Given exercise a
List every film title named in the passage on German communist cinema that follows.

The worldwide call for the proletariat to lose its collective chains was answered not just by the Russian people. The German communists, too, shed blood on their country’s streets and scaffolds, mostly the highly politicized vanguard, fighting for ideals and bread on behalf of workers too deeply impoverished and worn out by World War I and its chaotic aftermath to act for the greater good. That movies could be a tool in that struggle occurred first to the Soviets, whose leader famously declared cinema the most important of arts and, at first, gave free rein to its boldest and brightest so they could create a new visual stimulus to motivate, mobilize, move the masses. German communists (and socialists) kept things small in the beginning, making their version of agitprop in the form of short informational documentaries to help fundraise for the global workers struggle.
Communist honcho and Weimar-era would-be media mogul Willi Münzenberg was head of Workers International Relief when it produced and distributed films to raise awareness and money for victims of the Russian famine in 1921. He later orchestrated the successful (and controversial) premiere of Sergei Eisenstein’s Battleship Potemkin in Berlin and injected capital into Soviet film production. Incubator of the other-worldly Marxist fantasy Aelita, Boris Barnet’s joyful Girl with the Hatbox, and three by Pudovkin, including The End of St. Petersburg, Mezhrabpom-Rus recognized the obvious benefits of exporting to a large, appreciative movie audience such as the Germans, especially after the upstart Bolsheviks had been spurned by the world’s markets. When the Weimar government (heavily lobbied, one can presume, by the conservative uber-studio Ufa) required foreign distributors to also produce domestically, Münzenberg pooled resources and radicals to form a Berlin-based studio, Prometheus-Films. According to film historian Marc Silberman, Prometheus released “as many as 15 films a year between 1927 and 1930” before going bankrupt in 1932. Harbor Drift was one of those films.
Using the best of German cinema’s unchained camera and chiaroscuro shadows as well as Soviet perspective-bending camera angles, Harbor Drift meant to capitalize on the popularity of strassefilm to convey the plight of the downtrodden. A hooker, a beggar, an out-of-work longshoreman, and a fence all dream of deliverance through one purloined pearl necklace. Documentary footage shot of unemployed dockworkers, which film historian Anton Kaes says is attributed to the film’s original director, Albrecht Viktor Blum, lent a gritty authenticity. When Blum fell ill, Mittler, a theater director from Vienna with a couple films to his credit, took over. Its artful, concise storytelling creates a longing for the silent era to continue so more such films could be made and, simultaneously, a resignation that the era must have reached its natural end, as there could be nothing more poetic and true than this particular cinematic expression.

Records for this task
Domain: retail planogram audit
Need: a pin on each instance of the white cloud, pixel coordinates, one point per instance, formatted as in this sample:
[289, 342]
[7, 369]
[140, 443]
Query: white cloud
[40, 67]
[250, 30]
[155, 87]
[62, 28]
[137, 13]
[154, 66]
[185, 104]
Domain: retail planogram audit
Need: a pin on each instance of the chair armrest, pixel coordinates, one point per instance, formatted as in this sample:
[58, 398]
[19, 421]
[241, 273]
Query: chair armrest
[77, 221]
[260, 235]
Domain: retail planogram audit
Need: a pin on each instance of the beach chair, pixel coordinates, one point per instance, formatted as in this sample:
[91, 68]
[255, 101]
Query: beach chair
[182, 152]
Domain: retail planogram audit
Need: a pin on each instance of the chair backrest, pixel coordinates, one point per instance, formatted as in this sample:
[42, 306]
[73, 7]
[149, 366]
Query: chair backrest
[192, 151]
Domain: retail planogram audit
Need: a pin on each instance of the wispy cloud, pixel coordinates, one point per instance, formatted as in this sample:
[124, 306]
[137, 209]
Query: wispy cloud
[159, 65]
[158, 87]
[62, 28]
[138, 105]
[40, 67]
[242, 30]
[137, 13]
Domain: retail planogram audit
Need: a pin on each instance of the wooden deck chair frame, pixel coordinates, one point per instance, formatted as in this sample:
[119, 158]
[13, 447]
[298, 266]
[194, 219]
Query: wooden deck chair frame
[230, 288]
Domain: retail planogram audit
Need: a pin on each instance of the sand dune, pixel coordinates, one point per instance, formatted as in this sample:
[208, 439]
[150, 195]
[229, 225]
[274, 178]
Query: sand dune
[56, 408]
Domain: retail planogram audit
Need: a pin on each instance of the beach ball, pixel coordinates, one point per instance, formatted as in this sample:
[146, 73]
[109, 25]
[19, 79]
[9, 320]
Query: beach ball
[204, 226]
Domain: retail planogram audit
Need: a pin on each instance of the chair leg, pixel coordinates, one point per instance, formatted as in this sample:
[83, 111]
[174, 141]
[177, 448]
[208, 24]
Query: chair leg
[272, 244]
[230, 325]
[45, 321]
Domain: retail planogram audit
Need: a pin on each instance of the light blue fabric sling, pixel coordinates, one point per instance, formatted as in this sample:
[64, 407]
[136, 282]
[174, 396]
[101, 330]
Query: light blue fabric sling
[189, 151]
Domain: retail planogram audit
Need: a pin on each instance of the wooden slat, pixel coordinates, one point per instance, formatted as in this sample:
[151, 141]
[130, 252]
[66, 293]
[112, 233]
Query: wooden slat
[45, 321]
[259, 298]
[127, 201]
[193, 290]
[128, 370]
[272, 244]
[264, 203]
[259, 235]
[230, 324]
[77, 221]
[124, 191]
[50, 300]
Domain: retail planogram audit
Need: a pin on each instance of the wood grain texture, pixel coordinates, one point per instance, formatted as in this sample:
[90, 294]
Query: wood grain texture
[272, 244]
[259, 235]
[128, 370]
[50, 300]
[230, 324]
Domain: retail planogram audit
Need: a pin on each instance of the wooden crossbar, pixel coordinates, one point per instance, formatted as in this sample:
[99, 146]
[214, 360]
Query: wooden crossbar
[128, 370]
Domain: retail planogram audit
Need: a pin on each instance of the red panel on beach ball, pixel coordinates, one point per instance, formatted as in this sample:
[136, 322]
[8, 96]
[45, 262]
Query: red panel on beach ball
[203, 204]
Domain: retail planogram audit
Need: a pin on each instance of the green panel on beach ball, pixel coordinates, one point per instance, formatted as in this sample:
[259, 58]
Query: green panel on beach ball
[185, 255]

Given exercise b
Return each line of the entries above that contains the string "texture".

Complete answer a
Battleship Potemkin
Aelita
Girl with the Hatbox
The End of St. Petersburg
Harbor Drift

Complete answer b
Need: a pin on each instance of the wood grain texture, pixel coordinates, one point per instance, formatted as in this sample:
Query: wood grain texture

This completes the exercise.